Dataset rows showing where objects appear:
# # #
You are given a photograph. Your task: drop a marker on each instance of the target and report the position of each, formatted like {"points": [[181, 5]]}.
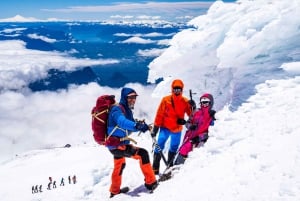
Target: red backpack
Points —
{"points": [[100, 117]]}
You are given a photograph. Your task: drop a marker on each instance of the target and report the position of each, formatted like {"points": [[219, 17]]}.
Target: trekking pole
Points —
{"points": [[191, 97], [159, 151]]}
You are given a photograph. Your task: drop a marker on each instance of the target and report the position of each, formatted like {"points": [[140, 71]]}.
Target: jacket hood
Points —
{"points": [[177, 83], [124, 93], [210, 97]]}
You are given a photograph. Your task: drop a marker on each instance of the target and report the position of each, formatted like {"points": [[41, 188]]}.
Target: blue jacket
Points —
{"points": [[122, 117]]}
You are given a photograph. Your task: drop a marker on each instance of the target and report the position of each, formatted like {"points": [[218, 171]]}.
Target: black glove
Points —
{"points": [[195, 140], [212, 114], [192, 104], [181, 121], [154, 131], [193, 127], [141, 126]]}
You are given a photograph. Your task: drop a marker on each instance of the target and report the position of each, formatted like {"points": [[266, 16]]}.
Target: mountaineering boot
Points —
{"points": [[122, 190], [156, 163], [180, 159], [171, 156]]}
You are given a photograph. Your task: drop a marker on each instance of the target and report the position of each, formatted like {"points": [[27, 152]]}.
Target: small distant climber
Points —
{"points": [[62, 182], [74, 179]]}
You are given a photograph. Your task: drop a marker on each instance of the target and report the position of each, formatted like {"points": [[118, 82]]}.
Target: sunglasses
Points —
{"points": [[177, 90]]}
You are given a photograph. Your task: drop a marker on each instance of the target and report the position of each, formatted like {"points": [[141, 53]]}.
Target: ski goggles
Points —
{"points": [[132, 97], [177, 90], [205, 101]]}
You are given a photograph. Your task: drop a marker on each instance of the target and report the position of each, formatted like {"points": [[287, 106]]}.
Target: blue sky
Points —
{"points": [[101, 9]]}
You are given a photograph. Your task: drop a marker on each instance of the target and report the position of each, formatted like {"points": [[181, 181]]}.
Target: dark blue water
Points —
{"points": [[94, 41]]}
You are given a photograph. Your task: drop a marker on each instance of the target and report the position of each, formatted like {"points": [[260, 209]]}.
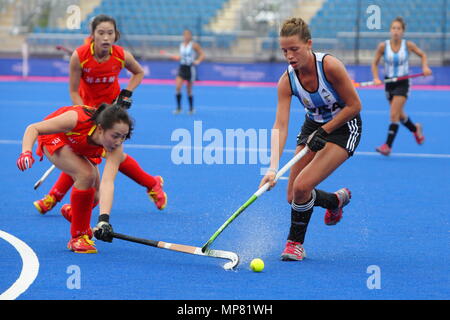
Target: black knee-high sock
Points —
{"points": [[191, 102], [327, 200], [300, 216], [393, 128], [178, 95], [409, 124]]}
# # #
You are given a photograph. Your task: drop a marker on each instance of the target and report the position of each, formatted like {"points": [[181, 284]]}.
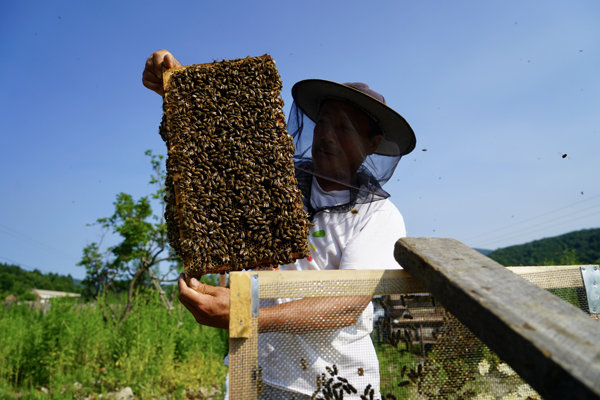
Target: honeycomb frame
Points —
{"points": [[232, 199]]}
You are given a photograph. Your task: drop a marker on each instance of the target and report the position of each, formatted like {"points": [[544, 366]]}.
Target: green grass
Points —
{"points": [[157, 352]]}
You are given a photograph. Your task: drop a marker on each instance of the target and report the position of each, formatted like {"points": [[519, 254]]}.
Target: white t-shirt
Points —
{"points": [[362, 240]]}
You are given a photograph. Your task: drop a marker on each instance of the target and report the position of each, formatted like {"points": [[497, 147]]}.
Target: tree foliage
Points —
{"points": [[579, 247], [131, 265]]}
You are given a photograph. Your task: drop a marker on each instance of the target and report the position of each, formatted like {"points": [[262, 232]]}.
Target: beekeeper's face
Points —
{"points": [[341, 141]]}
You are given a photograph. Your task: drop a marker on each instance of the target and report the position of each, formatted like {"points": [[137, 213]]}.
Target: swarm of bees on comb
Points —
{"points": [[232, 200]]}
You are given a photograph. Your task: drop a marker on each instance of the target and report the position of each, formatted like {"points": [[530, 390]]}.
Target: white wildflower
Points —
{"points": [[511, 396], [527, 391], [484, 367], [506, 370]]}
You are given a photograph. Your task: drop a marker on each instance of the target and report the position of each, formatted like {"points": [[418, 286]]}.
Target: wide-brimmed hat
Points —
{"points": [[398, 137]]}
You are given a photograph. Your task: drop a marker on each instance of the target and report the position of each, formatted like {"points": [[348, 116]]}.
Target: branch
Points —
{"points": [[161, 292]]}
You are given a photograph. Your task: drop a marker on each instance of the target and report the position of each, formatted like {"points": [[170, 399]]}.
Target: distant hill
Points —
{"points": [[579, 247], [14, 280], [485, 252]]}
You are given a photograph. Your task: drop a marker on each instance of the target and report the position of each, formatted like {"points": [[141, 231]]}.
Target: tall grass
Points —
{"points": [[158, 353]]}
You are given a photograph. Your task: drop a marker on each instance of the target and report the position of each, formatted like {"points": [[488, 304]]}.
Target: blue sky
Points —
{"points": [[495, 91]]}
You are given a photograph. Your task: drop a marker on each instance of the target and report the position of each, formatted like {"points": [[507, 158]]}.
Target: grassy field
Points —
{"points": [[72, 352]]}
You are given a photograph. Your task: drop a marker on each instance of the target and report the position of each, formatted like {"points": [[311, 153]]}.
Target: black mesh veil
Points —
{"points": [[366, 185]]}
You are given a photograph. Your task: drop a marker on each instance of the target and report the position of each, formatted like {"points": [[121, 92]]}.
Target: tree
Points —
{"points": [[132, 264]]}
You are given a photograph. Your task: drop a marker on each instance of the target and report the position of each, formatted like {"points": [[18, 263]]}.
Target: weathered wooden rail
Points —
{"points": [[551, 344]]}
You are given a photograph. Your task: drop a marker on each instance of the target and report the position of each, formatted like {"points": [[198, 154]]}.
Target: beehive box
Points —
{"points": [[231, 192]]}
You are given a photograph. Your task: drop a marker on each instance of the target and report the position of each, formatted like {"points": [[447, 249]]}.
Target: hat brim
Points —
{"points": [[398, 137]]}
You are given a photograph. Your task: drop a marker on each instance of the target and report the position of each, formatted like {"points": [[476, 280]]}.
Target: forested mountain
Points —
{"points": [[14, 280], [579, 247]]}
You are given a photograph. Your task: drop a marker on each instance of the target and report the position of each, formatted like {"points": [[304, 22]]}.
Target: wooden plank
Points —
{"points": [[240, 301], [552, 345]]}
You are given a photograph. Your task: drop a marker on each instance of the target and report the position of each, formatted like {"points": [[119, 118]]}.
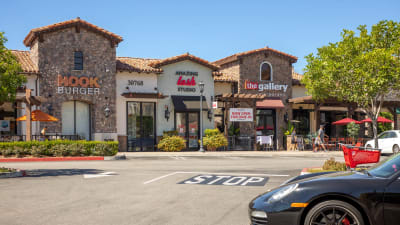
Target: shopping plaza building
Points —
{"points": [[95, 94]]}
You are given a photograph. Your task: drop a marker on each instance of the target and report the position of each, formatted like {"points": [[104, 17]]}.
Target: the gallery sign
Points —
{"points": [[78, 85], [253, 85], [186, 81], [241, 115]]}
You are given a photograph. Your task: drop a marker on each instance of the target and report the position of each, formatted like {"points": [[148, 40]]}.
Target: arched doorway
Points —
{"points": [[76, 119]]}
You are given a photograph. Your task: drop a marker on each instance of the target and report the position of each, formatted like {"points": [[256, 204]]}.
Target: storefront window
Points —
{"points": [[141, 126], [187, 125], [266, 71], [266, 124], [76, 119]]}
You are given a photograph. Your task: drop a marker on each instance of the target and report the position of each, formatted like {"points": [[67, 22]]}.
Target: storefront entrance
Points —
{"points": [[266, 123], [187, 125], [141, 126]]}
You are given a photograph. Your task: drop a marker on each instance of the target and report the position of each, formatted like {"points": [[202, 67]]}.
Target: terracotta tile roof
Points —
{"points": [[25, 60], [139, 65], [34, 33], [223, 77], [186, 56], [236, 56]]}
# # #
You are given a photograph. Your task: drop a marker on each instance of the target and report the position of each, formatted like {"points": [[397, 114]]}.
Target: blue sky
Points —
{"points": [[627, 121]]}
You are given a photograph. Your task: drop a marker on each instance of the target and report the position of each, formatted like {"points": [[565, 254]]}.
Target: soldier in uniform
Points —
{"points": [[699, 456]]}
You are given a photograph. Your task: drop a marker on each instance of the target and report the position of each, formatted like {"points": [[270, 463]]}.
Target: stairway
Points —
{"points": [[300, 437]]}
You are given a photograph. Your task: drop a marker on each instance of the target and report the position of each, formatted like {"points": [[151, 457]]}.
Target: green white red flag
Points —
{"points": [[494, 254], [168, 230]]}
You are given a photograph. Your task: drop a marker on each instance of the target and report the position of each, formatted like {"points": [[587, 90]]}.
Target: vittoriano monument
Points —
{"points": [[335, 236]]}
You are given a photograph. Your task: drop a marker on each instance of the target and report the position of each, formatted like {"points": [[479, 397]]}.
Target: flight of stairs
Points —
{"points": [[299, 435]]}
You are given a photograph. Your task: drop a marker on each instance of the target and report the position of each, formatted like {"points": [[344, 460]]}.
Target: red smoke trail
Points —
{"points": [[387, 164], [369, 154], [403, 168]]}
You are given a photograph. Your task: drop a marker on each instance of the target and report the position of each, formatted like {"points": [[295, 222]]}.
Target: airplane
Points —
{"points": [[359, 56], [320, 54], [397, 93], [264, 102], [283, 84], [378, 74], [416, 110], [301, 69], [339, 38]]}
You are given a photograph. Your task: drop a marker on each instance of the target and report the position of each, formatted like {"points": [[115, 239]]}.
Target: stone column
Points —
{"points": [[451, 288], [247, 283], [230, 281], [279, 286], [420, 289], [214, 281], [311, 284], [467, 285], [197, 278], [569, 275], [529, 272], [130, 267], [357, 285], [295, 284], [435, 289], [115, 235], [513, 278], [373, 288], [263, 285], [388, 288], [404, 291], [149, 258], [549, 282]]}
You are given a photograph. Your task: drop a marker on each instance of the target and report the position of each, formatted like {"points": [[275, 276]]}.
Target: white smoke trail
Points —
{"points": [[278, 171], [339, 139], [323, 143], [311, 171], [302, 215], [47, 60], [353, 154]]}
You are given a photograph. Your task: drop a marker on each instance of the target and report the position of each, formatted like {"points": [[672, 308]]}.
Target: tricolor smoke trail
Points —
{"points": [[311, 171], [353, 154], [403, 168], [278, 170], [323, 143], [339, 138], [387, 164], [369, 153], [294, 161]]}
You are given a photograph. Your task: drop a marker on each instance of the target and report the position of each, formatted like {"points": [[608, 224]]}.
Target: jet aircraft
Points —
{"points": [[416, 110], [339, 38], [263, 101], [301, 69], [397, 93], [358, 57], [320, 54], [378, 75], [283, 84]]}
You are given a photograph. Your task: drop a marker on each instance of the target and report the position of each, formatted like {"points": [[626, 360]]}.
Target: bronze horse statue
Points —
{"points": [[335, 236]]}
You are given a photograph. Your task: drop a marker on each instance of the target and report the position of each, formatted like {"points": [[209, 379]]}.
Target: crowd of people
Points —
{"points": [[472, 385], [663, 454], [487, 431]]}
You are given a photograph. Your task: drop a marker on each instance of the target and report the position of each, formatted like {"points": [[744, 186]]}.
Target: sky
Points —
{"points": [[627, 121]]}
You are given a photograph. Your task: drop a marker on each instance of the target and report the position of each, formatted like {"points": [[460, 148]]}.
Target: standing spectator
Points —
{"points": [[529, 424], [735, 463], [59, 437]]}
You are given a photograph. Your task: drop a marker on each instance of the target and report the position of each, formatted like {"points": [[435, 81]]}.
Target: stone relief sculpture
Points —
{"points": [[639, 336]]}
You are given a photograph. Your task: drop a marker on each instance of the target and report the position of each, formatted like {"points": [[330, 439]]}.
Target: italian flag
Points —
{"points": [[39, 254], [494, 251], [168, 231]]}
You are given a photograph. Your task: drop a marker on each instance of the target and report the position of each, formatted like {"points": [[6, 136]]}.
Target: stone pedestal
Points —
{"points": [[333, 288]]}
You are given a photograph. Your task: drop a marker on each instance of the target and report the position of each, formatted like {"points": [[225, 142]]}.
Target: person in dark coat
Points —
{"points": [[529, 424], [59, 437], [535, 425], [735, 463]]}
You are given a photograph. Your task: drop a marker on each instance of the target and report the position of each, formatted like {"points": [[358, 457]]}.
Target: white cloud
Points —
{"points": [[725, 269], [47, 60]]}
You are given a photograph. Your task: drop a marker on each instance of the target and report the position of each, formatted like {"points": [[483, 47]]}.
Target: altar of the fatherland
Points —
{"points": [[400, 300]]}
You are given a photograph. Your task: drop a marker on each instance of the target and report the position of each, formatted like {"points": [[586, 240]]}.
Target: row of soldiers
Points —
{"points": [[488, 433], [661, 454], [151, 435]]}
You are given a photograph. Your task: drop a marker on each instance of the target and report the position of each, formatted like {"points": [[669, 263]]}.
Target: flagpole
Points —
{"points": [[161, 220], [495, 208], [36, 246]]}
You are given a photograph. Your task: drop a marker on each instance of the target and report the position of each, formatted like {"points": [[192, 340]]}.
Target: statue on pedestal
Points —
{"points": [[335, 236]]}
# # #
[Set task] Which lines of the material contain the word "green"? Gather all of them, counting only matches with the same uppercase and lowercase letters.

[Completed task]
Target: green grass
Target: green white red flag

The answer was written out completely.